What is required> For the word "shirt", return each line of the data in which it occurs.

The data>
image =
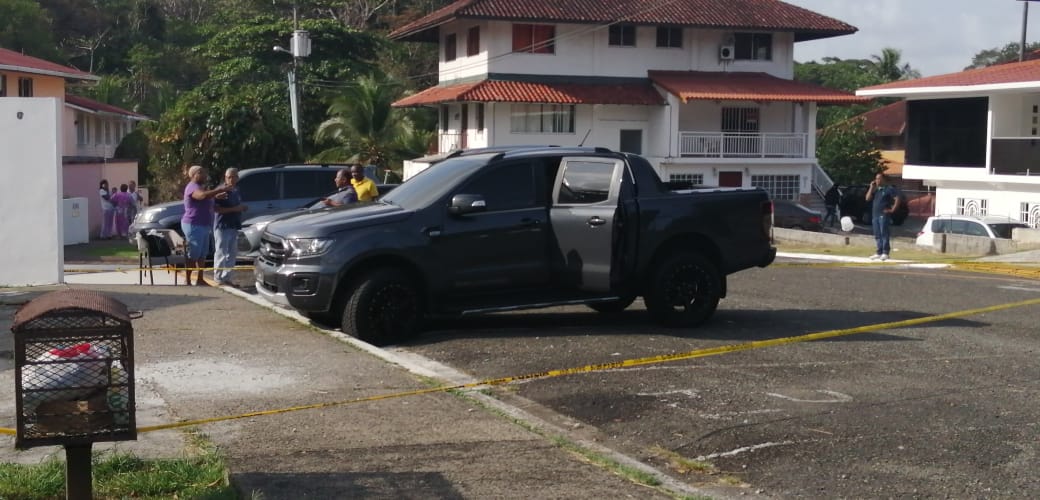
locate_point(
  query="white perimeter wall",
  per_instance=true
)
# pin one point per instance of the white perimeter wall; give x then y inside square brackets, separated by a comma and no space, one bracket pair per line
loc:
[30,193]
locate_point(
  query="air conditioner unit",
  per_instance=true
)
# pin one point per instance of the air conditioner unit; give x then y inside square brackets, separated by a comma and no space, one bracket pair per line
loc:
[726,52]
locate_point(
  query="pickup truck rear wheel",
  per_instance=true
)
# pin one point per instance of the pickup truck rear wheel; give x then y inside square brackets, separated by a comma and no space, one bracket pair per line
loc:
[684,290]
[384,309]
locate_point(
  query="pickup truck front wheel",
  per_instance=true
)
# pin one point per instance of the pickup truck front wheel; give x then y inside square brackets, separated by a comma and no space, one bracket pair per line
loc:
[684,290]
[384,309]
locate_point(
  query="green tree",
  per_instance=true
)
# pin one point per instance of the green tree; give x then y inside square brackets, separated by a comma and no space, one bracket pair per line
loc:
[362,126]
[26,27]
[848,153]
[889,67]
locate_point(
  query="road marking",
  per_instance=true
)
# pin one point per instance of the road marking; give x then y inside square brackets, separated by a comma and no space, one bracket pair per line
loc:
[744,450]
[835,397]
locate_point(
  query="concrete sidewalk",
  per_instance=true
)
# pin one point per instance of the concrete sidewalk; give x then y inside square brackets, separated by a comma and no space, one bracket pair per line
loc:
[207,351]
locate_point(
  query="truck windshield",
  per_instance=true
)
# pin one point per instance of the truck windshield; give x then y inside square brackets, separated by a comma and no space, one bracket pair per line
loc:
[435,182]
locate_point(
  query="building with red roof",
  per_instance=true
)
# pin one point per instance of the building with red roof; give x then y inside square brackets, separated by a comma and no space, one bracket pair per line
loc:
[703,88]
[89,130]
[975,136]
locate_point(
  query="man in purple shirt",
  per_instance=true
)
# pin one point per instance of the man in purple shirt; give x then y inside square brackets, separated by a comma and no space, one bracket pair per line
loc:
[198,219]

Solution to the problem>
  query="man in purple shirt",
# pin one point per instance of the man in purple shirt; give x then y inside square brackets, separated by a comma and no space, one bracket pair per line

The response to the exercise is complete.